◆ MATERIAL PROVIDED:
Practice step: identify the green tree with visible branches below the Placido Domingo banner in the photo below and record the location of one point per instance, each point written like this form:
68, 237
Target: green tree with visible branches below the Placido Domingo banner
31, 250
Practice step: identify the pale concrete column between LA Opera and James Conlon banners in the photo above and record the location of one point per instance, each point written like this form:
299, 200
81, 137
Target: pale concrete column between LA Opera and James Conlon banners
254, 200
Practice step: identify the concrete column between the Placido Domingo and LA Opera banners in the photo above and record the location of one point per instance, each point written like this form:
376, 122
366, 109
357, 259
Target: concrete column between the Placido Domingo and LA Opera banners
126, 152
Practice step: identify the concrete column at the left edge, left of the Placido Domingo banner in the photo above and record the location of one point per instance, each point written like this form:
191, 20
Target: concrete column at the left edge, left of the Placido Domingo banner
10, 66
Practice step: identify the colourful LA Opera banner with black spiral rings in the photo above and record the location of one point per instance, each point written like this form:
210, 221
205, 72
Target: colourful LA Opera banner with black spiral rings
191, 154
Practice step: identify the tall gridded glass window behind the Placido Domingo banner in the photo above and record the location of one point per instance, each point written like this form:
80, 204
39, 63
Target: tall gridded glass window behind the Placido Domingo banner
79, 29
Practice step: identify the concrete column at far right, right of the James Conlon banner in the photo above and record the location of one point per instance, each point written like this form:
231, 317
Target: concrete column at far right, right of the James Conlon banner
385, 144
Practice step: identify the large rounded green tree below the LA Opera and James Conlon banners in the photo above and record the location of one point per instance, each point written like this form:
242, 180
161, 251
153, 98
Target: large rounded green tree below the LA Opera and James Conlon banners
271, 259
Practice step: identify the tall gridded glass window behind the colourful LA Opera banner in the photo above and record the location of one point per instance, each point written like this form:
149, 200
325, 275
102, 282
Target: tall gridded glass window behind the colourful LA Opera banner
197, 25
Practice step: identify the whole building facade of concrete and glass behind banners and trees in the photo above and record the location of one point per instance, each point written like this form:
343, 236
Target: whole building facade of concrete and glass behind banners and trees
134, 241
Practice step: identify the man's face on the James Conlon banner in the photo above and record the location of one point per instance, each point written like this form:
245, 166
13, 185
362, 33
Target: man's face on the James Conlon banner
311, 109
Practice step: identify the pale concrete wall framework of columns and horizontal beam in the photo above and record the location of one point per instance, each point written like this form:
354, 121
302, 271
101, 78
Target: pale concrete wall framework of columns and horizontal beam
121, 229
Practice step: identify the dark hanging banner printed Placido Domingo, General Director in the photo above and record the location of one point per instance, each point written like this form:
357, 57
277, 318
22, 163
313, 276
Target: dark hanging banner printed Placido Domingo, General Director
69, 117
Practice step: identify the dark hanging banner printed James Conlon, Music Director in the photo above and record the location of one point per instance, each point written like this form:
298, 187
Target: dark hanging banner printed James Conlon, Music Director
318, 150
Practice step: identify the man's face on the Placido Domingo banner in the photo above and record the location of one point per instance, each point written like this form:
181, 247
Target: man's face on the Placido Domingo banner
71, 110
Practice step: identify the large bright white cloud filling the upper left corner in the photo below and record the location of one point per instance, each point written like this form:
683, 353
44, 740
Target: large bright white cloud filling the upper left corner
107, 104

...

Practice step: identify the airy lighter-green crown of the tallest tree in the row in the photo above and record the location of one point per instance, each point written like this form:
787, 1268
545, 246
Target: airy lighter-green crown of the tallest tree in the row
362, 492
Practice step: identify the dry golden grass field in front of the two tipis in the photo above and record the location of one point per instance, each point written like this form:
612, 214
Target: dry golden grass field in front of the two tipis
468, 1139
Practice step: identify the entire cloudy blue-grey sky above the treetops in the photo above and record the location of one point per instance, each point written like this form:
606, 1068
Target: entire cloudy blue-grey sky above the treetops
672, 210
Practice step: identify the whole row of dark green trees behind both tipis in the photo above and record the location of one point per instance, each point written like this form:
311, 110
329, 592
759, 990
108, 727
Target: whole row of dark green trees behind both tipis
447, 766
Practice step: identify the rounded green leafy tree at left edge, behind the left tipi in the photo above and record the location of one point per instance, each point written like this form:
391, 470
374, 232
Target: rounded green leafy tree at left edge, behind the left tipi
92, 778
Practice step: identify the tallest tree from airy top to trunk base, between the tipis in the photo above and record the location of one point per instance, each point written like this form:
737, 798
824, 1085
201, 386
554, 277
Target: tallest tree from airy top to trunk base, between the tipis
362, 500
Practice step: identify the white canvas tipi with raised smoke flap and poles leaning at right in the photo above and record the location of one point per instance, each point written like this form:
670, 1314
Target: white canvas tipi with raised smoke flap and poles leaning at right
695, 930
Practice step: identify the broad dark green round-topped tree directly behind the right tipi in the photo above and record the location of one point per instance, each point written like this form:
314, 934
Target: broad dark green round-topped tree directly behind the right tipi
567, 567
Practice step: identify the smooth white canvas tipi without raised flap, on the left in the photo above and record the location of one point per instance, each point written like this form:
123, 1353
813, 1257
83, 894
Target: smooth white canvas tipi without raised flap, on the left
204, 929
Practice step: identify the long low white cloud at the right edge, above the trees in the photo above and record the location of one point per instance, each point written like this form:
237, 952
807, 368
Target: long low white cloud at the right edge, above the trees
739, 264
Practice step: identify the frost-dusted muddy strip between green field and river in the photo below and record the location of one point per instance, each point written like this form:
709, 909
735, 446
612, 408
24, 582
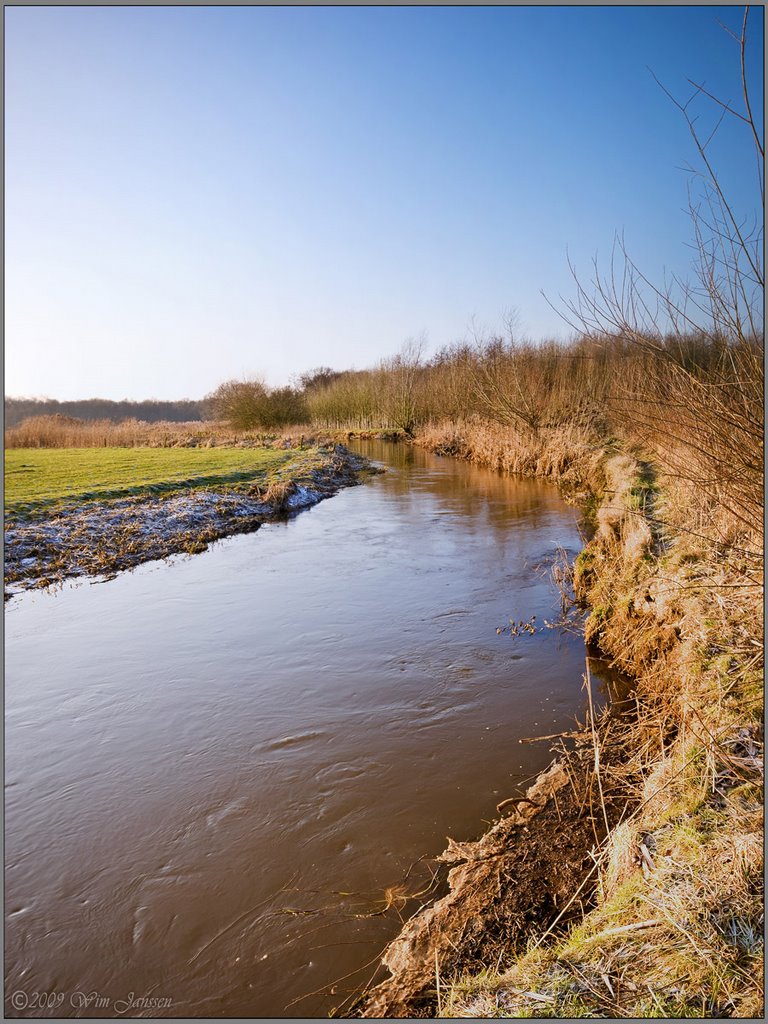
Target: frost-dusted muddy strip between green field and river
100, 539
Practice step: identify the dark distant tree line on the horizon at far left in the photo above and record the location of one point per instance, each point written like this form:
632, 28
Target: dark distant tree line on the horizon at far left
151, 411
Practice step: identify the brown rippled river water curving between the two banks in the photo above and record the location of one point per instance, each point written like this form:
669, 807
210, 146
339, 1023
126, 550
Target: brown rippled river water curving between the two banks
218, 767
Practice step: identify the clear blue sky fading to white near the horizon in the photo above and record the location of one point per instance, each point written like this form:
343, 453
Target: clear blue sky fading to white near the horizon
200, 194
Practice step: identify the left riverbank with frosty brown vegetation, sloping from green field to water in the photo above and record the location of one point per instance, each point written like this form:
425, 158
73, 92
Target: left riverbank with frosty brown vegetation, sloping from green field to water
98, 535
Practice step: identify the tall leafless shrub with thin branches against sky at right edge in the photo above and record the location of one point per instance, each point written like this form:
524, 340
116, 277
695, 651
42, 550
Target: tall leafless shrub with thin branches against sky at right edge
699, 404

◆ REQUIRED WORK:
Starting at the line above that holds "behind the Placido Domingo banner in" and ending at the line that holds "Practice step: identify the large rounded", transcribe each line exactly and include no other lines.

◆ FINAL ANSWER:
Practice step: identify the tall gridded glass window behind the Placido Domingo banner in the photo above and record the location of one point per instance, each point written like this form:
80, 204
39, 63
Target: tall gridded glass window behind the Placido Domingo banner
79, 29
Practice step: identify the concrete column at far right, right of the James Conlon banner in the photo above and record the location of one point per instance, each point written like this form:
231, 317
Target: concrete column at far right, right of the James Conlon banner
385, 144
Practice step: identify the large rounded green tree below the LA Opera and James Conlon banners in the photo above and record the location of one point per instance, each point written like this form:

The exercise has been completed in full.